Source data:
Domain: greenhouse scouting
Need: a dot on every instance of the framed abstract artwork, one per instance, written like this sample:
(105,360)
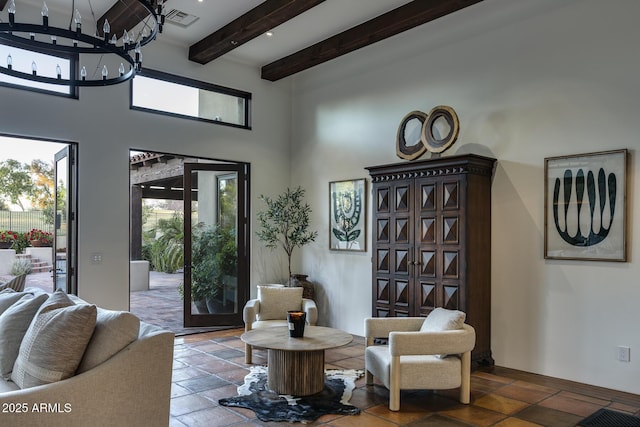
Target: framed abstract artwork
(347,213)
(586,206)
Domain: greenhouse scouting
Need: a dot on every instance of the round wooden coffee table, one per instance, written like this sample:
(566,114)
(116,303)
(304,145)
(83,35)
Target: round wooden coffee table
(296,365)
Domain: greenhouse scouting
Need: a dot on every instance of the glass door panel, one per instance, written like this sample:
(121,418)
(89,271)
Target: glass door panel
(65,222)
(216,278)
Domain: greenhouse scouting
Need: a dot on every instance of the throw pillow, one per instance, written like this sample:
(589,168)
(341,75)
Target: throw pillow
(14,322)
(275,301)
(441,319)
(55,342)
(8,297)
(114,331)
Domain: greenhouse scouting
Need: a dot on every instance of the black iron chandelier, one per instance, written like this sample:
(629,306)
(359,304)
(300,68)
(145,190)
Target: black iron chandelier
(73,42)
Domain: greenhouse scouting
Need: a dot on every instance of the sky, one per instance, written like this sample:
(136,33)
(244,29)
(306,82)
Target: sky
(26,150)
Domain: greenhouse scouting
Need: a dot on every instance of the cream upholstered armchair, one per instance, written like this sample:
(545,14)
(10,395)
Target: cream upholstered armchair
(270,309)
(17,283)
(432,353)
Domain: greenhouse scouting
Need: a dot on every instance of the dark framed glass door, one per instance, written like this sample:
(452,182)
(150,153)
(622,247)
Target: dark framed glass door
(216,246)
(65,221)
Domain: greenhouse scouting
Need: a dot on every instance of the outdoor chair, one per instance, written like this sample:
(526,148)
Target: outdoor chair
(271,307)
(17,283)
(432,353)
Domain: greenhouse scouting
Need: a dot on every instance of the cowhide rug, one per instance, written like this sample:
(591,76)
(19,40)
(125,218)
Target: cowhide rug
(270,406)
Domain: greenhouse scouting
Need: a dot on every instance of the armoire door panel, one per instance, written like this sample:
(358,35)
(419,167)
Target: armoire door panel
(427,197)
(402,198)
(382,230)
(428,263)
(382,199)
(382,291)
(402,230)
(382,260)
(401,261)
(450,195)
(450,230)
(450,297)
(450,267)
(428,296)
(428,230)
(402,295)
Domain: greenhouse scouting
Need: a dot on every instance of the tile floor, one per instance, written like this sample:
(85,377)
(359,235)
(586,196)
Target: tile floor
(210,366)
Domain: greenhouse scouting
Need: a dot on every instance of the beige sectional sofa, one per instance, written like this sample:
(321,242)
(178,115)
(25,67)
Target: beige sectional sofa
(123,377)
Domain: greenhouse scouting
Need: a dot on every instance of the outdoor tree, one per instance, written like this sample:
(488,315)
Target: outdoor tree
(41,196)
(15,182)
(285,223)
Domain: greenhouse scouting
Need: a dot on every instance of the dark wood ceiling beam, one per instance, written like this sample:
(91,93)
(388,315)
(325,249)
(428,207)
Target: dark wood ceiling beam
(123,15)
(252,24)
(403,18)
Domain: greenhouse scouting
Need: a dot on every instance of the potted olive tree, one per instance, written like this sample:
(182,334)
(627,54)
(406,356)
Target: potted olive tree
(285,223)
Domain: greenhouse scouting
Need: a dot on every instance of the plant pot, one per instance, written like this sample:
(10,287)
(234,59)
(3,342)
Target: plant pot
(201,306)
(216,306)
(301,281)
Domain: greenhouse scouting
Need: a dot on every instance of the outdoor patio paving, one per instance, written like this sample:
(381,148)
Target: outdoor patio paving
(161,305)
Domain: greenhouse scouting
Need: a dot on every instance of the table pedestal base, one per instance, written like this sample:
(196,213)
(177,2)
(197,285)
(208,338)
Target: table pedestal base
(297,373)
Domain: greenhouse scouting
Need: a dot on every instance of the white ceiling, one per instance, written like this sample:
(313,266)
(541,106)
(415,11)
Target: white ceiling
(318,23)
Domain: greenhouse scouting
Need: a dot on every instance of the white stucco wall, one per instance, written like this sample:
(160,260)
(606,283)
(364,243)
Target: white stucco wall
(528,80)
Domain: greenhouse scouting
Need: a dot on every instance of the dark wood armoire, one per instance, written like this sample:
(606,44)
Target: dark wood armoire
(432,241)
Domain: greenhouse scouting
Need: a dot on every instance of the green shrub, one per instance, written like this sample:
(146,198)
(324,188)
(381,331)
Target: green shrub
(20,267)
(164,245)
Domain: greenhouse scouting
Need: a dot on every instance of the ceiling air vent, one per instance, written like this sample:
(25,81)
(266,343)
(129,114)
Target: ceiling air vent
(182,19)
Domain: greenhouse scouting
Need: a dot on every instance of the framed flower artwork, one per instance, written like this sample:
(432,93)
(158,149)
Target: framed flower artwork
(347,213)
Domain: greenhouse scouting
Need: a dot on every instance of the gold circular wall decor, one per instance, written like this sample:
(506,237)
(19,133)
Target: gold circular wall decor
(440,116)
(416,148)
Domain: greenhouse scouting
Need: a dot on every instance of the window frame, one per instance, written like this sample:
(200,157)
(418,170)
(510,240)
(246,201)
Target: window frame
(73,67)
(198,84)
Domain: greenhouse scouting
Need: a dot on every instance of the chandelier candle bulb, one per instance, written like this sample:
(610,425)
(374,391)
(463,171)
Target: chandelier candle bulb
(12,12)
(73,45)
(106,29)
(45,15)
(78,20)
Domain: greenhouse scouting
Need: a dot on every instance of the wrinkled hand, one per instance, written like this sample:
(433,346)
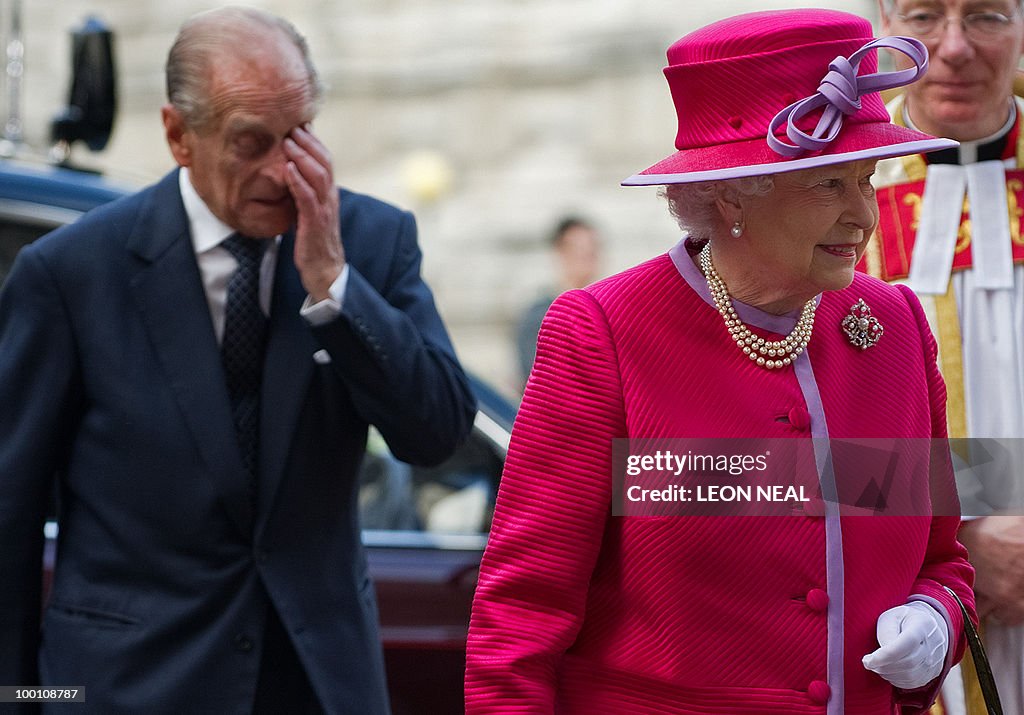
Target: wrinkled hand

◆ **What you are asked to do**
State how many lines of the records contain the word "wrinkled". Give that number alone.

◆ **Exercise output**
2